## TASK TO COMPLETE
Please return the part of the COVID-19 article between "Since March 2020, when" and "and its complications.", inclusive, copied word for word.

## EXCERPT TO READ
‘Cynical forces,’ vaccine misinformation mean COVID likely lingers, Fresno’s top doc says
Viral outbreaks, epidemics and pandemics like COVID-19 are not unusual in U.S. history. But the response to the coronavirus pandemic, and the vaccines and treatments for the disease, are much different now than some previous public health crises.
It’s been decades since two previous viral scourges, polio and smallpox, have appeared in the U.S. The polio virus was largely eradicated in the U.S. in the late 1970s, and the last American case of smallpox was in 1949.
Dr. Rais Vohra, Fresno County’s interim health officer, said that history is not likely to repeat itself when it comes to the potential of stamping out COVID-19. Instead, he said Friday, the coronavirus and the sometimes deadly respiratory disease it causes “will just circulate (in society) and unfortunately keep finding new victims.”
“Everyone agrees that COVID is not going to go away,” Vohra told reporters. “We have such a large pool of people that are not vaccinated, or are immunocompromised, or if new variants start to cause reinfections in people that already had infections or vaccinations before that aren’t working as effectively, then all of those will contribute” to the coronavirus becoming endemic, or an enduring disease, for years to come.
A pandemic, according to the U.S. Centers for Disease Control, is “an event in which a disease spreads across several countries and affects a large number of people.” So far, the World Health Organization reports that COVID-19 has infected almost 268 million people in nearly 200 countries around the world, and killed almost 5.3 million people.
A disease becomes “endemic” when it is “regularly found among particular people in a certain area,” according to the Oxford English Dictionary.
“Just like the common cold or even influenza, it’s just going to become something that all of us are going to be aware of and deal with as best we can,” Vohra said. “I think that’s the most realistic scenario at this point, and almost no one is even talking about going down to a transmission rate of zero.”
Since March 2020, when the first local case of COVID-19 was confirmed, almost 146,000 people in Fresno County have tested positive for the coronavirus; of those, thousands have gotten sick enough to require hospitalization, and nearly 2,300 people have died from the respiratory disease and its complications.
The obstacles to eradicating this disease go well beyond the biology of the virus itself, Vohra said, although “this darned virus is just so tricky, it just keeps finding new ways to evade whatever layers of protection we think of.”
The concerns include the willingness of people to embrace those “layers of protection” including vaccines and other public health advice such as masking, social distancing and avoiding crowds where the virus can spread from person to person.
Wiping out COVID-19 in the same way that dreaded smallpox and polio were eradicated, he said, is simply unrealistic. “Certainly it can be done,” Vohra said, “but it would require a much greater level of coordination and buying into the science and the public health advice than what we’re seeing right now.”
Vohra added that he’s moved beyond the disappointment that COVID-19 vaccines were not met with the same enthusiasm as vaccines for polio and smallpox. “That really used to bum me out,” he said. “But I think we just need to realize that we’re living in a different country and a different time right now.”
While vaccines against COVID-19 have been available in the United States for almost a year, through Thursday almost 420,000 people in Fresno County – almost 40% of the overall population – remain unvaccinated against the coronavirus, yet to receive even one dose of any of the three vaccine products authorized for use by the U.S. Food & Drug Administration.
In addition to skepticism over science and hesitation about the vaccines, “there’s other cynical forces that are able to get into people’s living rooms a lot faster,” Vohra said. “As easy as it is to transmit good information, it’s unfortunately just as easy to transmit misinformation. I think that will really hamper our efforts to get people vaccinated in time.”

## DATA BLOCK
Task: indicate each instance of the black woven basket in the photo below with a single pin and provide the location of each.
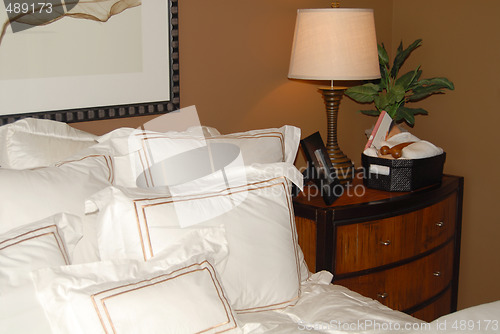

## RESPONSE AREA
Since March 2020, when the first local case of COVID-19 was confirmed, almost 146,000 people in Fresno County have tested positive for the coronavirus; of those, thousands have gotten sick enough to require hospitalization, and nearly 2,300 people have died from the respiratory disease and its complications.